[Dataset entries]
● ● ● ● ●

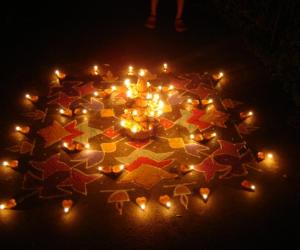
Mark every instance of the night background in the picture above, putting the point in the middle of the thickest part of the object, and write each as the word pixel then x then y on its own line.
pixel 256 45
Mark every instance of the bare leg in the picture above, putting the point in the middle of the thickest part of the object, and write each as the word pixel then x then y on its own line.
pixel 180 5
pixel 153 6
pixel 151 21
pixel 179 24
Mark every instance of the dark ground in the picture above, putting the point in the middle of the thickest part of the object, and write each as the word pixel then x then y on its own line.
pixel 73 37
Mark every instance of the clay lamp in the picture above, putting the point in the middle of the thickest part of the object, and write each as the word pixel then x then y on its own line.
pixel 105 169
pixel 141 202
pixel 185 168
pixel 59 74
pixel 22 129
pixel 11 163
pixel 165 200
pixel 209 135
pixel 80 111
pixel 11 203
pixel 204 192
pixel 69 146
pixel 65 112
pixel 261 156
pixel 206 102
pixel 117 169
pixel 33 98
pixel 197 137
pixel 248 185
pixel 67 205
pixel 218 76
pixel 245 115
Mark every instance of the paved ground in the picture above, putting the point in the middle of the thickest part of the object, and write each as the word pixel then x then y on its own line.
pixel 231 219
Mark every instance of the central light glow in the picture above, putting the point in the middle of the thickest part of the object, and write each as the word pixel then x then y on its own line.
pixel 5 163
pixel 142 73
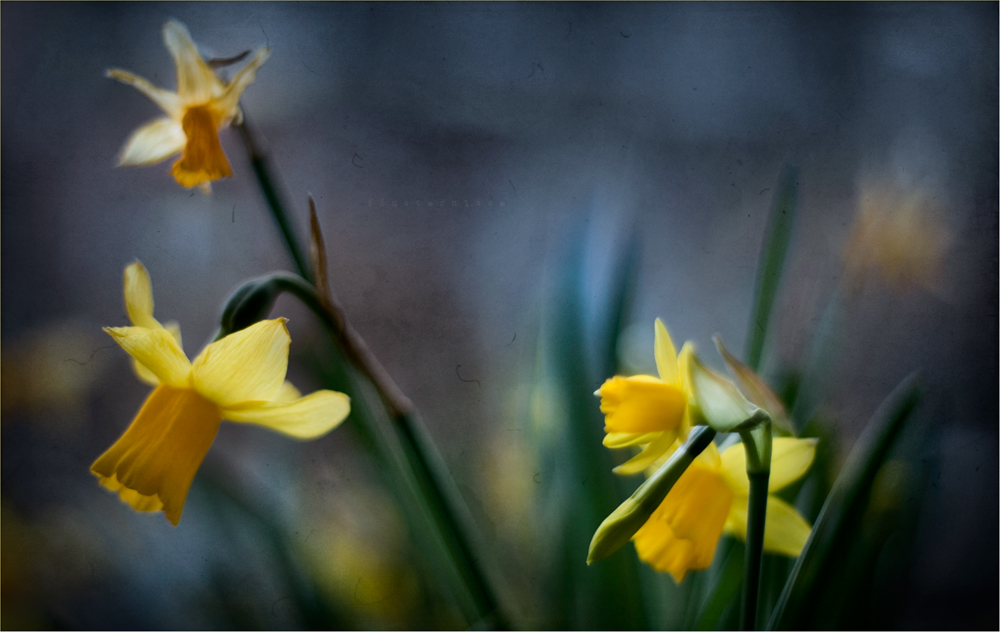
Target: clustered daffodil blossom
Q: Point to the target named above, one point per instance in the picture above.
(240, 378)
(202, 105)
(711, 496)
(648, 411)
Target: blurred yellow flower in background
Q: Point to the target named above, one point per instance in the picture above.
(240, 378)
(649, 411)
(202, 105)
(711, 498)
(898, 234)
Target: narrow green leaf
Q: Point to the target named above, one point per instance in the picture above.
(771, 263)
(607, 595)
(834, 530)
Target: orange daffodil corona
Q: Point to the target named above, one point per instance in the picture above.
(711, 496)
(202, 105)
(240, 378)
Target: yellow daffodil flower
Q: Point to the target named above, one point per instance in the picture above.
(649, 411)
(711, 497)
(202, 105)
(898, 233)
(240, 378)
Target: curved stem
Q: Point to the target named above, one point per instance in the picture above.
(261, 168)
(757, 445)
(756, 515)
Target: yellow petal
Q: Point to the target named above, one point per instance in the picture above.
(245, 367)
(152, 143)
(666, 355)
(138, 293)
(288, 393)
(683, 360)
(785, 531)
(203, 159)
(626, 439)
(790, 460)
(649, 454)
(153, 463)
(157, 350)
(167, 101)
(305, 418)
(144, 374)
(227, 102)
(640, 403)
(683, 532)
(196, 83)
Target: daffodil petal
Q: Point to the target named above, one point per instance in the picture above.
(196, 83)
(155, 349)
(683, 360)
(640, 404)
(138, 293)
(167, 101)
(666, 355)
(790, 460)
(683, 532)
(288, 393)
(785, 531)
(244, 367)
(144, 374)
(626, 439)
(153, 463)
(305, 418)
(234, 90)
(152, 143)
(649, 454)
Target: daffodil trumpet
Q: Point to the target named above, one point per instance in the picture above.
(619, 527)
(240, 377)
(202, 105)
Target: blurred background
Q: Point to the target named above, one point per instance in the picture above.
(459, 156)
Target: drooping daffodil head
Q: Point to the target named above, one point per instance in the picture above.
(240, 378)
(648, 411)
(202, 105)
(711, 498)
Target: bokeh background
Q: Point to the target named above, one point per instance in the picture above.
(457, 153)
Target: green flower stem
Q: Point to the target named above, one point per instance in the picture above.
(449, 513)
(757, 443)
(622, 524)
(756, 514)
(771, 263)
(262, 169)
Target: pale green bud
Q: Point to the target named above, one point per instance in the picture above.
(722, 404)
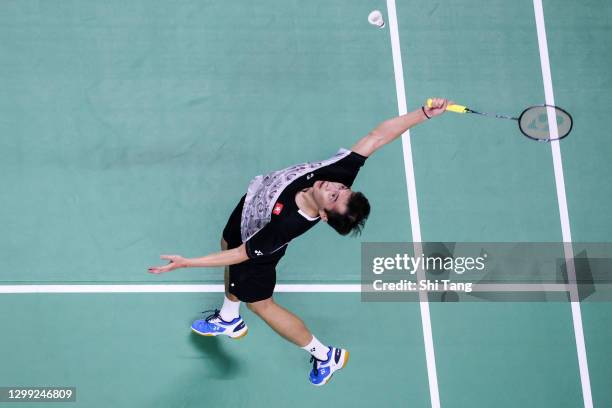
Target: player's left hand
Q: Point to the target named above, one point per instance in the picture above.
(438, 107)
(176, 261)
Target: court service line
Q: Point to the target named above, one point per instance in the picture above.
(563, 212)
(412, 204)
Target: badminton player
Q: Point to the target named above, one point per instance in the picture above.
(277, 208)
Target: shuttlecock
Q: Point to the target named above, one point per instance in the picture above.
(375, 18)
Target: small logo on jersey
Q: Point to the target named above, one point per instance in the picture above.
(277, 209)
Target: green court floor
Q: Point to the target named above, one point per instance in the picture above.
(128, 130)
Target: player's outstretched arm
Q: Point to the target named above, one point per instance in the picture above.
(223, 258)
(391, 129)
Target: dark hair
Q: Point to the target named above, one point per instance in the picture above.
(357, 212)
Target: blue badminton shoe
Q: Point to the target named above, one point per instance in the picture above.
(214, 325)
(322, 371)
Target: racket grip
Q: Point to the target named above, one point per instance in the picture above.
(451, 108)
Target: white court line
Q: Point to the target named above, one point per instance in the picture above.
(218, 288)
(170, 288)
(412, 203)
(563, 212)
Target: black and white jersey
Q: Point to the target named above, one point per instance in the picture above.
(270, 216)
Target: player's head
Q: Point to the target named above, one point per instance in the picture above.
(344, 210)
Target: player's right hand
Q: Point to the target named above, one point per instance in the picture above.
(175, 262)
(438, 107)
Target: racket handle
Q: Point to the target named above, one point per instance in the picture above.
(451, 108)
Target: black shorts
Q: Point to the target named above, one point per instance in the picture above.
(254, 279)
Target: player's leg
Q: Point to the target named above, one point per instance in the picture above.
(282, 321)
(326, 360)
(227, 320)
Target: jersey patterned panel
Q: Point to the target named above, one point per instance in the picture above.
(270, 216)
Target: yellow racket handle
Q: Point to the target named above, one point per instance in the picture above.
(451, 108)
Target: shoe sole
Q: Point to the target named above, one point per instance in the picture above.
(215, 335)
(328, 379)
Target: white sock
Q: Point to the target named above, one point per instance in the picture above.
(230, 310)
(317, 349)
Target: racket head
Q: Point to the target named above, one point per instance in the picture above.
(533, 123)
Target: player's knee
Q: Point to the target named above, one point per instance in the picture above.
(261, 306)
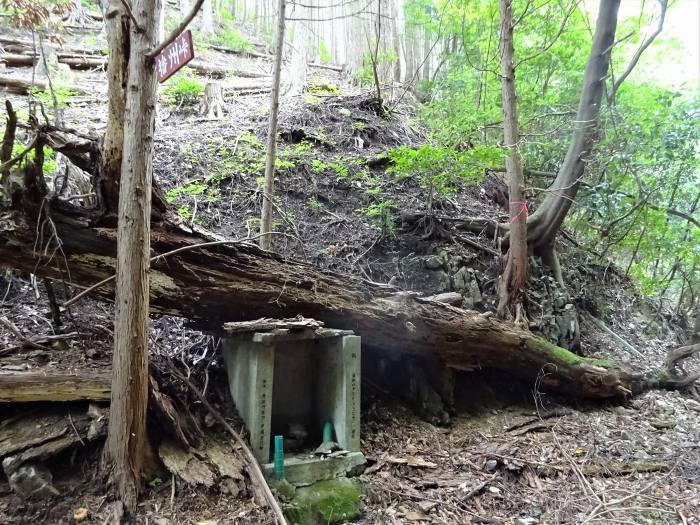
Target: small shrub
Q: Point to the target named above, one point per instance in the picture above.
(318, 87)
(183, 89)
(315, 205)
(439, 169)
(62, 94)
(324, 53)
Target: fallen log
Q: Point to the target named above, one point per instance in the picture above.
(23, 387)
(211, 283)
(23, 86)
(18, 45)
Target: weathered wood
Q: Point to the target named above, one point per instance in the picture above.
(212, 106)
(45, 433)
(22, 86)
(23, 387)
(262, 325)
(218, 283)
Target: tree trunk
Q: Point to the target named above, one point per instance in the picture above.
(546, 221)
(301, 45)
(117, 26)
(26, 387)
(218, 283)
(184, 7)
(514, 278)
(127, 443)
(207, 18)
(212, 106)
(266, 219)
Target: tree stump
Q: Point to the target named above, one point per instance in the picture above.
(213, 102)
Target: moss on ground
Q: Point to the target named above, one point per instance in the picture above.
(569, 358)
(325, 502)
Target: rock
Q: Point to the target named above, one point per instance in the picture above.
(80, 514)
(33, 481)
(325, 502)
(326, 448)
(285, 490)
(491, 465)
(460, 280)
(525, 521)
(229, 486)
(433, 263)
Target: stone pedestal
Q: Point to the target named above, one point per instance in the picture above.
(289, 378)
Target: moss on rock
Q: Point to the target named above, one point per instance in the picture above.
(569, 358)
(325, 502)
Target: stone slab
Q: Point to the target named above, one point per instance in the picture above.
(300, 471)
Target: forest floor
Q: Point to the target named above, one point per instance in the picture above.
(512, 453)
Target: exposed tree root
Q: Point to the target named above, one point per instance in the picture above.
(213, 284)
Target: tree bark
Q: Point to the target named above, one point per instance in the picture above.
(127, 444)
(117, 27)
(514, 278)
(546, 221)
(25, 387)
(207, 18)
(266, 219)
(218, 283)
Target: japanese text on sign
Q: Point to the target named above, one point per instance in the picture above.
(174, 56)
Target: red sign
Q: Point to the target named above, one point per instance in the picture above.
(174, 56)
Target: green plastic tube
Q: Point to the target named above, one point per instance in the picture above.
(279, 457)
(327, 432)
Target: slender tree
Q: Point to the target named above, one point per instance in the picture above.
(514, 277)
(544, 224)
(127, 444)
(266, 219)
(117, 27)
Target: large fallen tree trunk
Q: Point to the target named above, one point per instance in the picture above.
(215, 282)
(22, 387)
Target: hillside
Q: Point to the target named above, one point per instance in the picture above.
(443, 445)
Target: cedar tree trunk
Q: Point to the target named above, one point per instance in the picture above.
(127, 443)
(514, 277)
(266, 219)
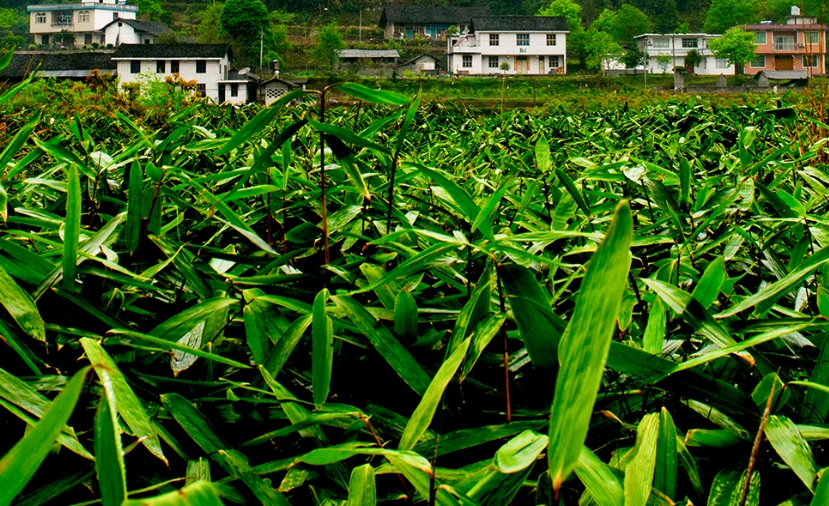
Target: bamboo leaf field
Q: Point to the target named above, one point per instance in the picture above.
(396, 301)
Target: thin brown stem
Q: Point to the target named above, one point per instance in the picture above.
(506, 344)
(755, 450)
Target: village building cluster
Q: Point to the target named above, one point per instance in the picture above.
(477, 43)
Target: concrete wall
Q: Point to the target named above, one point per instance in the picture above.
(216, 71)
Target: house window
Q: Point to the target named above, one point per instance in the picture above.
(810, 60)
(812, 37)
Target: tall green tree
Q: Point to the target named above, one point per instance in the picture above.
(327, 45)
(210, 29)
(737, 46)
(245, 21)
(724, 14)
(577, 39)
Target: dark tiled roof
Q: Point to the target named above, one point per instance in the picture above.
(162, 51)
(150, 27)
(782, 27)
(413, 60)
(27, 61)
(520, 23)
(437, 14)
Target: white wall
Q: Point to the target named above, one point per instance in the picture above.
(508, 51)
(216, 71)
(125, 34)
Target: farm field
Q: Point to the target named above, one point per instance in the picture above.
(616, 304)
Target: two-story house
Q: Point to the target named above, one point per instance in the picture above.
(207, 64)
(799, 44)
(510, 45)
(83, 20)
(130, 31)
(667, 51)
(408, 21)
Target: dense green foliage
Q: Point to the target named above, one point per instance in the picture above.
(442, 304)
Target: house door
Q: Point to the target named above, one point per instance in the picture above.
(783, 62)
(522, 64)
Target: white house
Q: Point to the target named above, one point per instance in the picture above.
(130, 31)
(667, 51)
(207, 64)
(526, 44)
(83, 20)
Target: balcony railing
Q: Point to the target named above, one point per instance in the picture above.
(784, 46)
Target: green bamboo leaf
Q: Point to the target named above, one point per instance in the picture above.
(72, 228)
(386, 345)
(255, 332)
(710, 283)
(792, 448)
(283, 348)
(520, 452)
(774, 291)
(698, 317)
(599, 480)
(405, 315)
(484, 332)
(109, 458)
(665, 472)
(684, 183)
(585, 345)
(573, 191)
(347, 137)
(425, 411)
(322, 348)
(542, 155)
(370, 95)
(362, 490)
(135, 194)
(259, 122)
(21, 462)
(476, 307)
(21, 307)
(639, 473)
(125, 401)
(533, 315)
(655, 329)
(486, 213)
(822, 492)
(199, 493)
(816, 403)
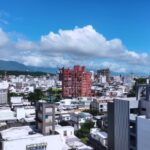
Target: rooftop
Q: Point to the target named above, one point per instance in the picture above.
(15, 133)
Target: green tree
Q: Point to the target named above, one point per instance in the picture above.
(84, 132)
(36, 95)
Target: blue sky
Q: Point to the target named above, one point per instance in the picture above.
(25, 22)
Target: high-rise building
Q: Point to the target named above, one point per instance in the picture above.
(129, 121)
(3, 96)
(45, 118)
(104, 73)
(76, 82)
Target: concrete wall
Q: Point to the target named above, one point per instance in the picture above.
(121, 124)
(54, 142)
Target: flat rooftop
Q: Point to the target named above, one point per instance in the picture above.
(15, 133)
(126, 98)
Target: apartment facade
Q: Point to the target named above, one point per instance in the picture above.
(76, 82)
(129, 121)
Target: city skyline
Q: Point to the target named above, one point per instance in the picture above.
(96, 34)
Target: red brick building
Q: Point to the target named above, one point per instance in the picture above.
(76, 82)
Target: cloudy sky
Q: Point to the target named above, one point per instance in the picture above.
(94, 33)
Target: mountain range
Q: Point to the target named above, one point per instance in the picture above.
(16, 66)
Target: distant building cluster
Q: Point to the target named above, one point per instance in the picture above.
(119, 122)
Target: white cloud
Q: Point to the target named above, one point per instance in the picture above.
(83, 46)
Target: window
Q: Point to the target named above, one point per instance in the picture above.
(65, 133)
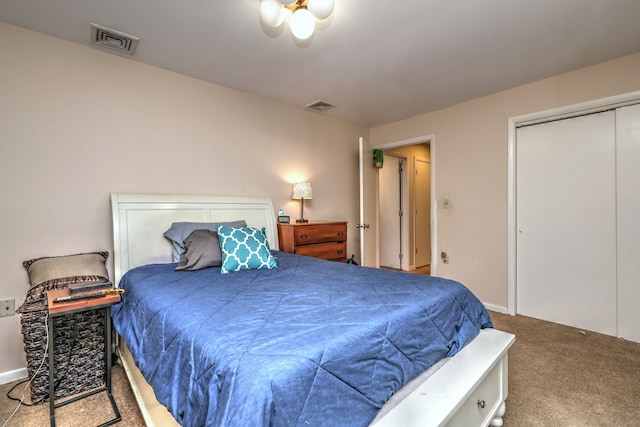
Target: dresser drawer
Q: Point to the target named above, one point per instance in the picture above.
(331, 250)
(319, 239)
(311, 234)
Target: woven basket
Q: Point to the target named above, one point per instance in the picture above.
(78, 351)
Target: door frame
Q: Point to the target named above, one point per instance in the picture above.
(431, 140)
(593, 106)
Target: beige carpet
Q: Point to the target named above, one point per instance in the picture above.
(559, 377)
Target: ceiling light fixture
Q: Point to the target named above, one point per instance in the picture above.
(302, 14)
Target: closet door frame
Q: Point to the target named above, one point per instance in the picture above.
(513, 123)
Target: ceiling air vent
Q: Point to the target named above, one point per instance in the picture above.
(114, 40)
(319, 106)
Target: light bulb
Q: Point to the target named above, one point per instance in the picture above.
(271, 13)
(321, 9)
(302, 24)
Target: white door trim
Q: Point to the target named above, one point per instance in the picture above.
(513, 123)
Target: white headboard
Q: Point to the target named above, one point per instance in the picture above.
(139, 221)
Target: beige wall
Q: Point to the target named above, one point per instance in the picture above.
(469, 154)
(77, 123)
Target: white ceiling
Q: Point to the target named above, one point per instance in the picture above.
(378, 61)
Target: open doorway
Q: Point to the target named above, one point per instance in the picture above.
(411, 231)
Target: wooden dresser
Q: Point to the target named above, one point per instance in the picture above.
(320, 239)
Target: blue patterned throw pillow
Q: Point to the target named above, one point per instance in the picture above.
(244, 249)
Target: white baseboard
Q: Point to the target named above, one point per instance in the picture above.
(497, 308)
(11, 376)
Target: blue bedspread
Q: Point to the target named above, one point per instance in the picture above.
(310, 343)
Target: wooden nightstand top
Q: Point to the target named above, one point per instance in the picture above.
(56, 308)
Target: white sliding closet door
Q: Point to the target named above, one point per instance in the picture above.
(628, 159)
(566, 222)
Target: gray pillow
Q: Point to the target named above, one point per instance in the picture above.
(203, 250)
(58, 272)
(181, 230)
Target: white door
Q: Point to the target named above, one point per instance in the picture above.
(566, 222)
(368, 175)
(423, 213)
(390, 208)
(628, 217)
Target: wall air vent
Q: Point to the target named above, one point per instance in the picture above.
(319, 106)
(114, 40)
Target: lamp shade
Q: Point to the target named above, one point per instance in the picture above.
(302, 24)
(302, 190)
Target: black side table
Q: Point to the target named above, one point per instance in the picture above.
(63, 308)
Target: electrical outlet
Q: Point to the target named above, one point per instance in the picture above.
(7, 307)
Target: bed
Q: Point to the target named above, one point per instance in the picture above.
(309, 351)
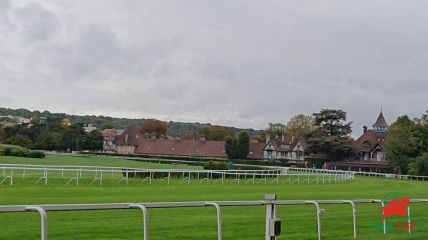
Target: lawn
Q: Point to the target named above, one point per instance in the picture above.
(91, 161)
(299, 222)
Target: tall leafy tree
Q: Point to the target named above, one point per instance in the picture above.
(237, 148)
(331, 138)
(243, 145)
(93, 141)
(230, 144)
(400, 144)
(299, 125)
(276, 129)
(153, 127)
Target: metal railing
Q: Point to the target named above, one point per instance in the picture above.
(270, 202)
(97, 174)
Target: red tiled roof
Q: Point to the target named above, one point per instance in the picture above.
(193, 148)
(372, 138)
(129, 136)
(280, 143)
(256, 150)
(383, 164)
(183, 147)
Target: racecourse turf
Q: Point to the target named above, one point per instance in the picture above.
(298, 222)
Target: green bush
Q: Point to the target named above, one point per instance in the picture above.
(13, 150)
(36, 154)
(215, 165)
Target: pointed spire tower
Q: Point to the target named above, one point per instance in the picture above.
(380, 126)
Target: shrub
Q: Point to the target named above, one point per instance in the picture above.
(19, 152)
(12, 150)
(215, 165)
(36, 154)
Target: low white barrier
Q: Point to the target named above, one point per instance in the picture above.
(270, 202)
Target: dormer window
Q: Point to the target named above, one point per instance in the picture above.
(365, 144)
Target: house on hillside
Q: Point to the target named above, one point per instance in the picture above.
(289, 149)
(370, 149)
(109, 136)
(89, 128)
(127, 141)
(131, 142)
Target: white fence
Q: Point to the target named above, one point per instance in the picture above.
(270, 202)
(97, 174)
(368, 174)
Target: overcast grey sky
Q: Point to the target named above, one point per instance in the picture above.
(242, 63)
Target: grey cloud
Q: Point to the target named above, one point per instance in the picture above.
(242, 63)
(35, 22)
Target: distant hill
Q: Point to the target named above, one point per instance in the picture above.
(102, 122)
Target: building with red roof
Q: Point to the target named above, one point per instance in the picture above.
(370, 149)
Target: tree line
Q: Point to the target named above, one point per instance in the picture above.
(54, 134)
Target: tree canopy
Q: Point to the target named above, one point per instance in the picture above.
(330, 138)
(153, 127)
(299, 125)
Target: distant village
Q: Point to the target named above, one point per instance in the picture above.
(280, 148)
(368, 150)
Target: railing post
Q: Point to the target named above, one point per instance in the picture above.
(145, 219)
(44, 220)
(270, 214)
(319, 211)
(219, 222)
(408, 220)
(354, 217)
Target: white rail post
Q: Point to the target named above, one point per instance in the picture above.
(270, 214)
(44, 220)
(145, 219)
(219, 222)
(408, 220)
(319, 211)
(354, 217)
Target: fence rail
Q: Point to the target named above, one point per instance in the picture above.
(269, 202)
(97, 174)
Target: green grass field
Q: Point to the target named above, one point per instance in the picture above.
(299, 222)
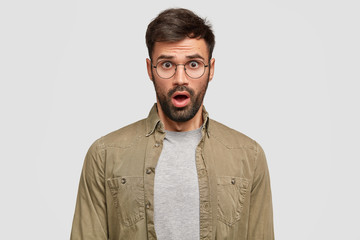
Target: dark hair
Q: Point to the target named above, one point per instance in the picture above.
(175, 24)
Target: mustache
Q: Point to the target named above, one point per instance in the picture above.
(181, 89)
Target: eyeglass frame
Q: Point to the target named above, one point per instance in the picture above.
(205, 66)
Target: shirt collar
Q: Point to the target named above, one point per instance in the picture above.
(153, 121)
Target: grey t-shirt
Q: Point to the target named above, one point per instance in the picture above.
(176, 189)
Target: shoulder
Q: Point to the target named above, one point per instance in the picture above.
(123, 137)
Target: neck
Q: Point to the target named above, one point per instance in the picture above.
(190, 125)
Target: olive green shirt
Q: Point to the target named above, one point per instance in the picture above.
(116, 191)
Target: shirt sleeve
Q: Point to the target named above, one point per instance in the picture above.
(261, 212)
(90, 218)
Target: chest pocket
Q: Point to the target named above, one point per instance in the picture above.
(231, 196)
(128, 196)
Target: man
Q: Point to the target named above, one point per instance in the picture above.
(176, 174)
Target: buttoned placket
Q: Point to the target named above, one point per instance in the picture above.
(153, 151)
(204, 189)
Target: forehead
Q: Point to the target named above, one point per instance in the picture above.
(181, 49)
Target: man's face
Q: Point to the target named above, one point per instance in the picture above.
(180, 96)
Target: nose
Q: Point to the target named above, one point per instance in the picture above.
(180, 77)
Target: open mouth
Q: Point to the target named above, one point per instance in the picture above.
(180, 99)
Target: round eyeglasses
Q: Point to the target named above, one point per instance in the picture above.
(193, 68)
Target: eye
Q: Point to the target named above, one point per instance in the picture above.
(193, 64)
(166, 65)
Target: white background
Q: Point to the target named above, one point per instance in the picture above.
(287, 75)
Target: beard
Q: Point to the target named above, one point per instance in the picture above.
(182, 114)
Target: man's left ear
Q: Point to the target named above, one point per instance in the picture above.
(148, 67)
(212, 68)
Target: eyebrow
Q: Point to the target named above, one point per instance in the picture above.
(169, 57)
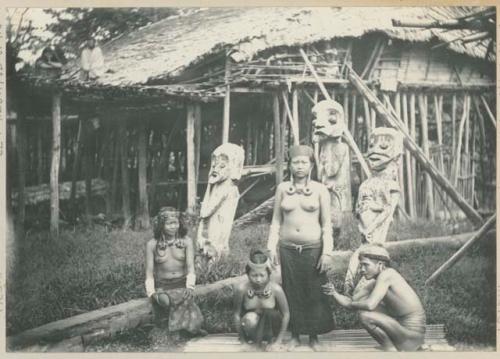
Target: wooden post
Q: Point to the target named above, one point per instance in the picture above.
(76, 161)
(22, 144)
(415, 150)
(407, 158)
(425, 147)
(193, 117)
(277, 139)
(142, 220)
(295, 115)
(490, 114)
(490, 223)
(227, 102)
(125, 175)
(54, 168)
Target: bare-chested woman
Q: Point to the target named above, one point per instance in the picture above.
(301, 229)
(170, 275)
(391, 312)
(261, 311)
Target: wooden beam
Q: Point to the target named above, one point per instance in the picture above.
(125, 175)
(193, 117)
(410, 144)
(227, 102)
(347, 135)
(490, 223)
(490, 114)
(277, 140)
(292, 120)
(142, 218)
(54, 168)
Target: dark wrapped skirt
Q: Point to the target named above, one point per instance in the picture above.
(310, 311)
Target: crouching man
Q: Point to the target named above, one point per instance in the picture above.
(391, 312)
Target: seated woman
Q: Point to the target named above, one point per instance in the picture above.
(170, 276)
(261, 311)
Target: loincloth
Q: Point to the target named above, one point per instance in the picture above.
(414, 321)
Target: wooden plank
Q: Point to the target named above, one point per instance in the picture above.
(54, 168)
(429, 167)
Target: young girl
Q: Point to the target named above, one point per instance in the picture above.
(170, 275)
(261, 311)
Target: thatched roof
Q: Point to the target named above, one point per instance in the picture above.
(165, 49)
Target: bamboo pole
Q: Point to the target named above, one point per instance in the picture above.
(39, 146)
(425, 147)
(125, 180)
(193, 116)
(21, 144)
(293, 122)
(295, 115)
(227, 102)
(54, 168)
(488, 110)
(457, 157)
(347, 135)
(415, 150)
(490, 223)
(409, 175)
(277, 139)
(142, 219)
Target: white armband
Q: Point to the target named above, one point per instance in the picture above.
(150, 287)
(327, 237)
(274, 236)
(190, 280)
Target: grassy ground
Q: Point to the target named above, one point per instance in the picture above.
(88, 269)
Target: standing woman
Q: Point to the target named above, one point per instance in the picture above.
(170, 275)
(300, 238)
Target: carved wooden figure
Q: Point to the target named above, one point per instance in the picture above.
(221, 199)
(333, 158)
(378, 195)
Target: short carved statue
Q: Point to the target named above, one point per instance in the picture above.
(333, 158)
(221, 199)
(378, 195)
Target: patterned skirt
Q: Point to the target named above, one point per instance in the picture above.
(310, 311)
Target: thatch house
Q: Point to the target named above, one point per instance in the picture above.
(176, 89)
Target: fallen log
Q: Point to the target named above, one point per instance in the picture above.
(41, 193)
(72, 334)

● ● ● ● ●

— Task —
The data above holds the lines to copy: start at the one with "Target: bed", stop at the one with "Target: red tiled roof", include both, copy them exactly without pictures, and copy nothing else.

— Written solution —
Target: bed
Q: Point to the target named above, one point per instance in the picture above.
(309, 351)
Target: lawn
Q: Point to the target named above, one point per instance in the picture above.
(91, 161)
(299, 222)
Target: tall leafy tree
Q: Point to the target named above, one point per instance in the picture above.
(237, 148)
(331, 138)
(243, 145)
(93, 141)
(230, 144)
(400, 144)
(299, 125)
(276, 129)
(153, 127)
Target: metal railing
Q: Point to the target named above, one point per instance in the picture above.
(270, 202)
(97, 174)
Target: red tiled roof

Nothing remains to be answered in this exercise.